▶ TEXT TO READ
────────
Print the lexicographically smallest DFS of the graph starting from 1

Last Updated : 29 Oct, 2023

Given a connected graph with N vertices and M edges. The task is to print the lexicographically smallest DFS traversal of the graph starting from 1. Note that the vertices are numbered from 1 to N.
Examples:

Input: N = 5, M = 5, edges[] = {{1, 4}, {3, 4}, {5, 4}, {3, 2}, {1, 5}}
Output: 1 4 3 2 5
Input: N = 5, M = 8, edges[] = {{1, 4}, {3, 4}, {5, 4}, {3, 2}, {1, 5}, {1, 2}, {1, 3}, {3, 5}}
Output: 1 2 3 4 5

Approach: Instead of doing a normal DFS, first we have to sort the edges of each vertex, so that in each turn only the smallest edge is picked first. After sorting, just perform a normal DFS which will give the lexicographically smallest DFS traversal.
────────
▶ RECORDS SUPPLIED

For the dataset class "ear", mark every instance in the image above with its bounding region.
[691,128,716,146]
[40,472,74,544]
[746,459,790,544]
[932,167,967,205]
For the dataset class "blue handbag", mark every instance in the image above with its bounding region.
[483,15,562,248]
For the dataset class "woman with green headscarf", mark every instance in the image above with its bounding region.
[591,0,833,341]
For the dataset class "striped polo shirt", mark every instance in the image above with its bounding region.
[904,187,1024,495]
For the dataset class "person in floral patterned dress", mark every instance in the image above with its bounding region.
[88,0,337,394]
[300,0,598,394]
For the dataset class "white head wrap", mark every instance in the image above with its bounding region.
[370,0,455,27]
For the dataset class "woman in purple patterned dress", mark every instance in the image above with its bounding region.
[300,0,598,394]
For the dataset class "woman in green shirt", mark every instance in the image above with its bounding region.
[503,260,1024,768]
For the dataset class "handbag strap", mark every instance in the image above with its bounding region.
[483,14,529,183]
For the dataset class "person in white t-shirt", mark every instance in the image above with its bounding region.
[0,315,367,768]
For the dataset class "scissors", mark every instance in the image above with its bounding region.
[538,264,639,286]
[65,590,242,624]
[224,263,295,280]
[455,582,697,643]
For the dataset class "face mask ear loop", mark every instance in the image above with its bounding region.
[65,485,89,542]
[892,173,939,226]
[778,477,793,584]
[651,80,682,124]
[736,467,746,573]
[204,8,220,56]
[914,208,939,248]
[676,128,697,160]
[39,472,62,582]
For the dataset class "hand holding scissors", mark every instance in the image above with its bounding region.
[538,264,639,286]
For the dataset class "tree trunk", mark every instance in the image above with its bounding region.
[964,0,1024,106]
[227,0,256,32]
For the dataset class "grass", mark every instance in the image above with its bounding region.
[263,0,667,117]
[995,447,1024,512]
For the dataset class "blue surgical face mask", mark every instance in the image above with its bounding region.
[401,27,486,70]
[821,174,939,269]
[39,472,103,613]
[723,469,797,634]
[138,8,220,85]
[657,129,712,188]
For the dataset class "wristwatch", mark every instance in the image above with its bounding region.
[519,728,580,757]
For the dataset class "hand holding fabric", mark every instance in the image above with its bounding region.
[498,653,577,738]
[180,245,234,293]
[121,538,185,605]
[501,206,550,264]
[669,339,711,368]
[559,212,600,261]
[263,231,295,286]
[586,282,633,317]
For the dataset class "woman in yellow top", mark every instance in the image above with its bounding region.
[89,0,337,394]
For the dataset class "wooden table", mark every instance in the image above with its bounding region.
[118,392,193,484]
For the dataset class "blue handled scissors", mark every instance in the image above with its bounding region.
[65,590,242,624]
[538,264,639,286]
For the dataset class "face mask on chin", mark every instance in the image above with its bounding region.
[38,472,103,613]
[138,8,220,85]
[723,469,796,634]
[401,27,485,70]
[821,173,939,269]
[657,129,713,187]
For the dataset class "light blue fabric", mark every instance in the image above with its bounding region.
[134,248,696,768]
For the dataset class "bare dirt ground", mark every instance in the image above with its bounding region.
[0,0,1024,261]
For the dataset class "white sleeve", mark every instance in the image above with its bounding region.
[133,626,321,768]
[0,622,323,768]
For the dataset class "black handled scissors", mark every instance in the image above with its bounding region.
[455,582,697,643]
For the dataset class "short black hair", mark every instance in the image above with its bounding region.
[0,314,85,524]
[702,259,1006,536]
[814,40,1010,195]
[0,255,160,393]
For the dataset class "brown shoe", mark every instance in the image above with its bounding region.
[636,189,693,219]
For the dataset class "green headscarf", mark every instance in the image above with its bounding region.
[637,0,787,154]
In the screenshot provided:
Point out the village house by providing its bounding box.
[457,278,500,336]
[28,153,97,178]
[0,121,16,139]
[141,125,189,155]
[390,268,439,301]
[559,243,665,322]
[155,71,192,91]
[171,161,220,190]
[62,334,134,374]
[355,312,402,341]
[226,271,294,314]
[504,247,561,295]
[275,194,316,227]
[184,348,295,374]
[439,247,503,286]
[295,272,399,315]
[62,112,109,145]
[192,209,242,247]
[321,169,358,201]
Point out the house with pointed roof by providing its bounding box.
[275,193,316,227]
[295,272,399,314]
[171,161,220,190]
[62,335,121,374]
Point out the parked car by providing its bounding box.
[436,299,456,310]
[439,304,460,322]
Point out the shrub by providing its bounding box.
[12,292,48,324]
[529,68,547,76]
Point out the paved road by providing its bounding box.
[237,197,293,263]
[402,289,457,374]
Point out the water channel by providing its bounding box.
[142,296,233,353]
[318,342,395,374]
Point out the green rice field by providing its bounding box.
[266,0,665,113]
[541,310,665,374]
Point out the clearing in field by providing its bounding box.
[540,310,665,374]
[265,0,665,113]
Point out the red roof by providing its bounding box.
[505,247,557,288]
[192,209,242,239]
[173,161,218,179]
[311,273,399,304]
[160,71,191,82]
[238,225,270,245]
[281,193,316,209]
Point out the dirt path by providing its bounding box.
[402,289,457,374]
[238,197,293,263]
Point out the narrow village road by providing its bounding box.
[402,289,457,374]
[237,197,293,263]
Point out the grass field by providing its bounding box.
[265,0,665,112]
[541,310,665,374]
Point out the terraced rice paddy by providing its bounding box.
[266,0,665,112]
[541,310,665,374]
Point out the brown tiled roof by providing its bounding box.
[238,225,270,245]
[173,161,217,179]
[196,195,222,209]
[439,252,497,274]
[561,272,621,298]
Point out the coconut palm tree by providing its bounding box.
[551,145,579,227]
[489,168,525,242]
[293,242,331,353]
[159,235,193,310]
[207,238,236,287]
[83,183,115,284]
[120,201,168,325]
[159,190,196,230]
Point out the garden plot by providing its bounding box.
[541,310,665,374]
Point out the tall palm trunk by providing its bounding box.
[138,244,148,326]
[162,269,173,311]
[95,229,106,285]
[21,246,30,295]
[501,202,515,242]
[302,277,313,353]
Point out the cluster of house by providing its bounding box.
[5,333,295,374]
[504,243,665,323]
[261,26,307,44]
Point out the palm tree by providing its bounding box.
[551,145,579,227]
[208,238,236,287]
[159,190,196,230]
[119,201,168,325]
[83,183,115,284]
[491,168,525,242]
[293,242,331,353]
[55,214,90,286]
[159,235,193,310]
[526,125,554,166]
────────
▶ WHAT YOU NEED TO DO
(a) Rewrite the page on lexicographically smallest DFS from "Print the lexicographically smallest DFS of" to "from 1 to N.", replacing "connected graph" with "undirected graph".
(b) Answer these about the page on lexicographically smallest DFS:
(i) On what date was it last updated?
(ii) What output is given for the first input example?
(iii) What does the approach do to each vertex's edges before running a normal DFS?

▶ WORKED SOLUTIONS
(a)
Print the lexicographically smallest DFS of the graph starting from 1

Last Updated : 29 Oct, 2023

Given a undirected graph with N vertices and M edges. The task is to print the lexicographically smallest DFS traversal of the graph starting from 1. Note that the vertices are numbered from 1 to N.

(b)
(i) 29 Oct, 2023
(ii) 1 4 3 2 5
(iii) It sorts them, so that the smallest edge is picked first in each turn.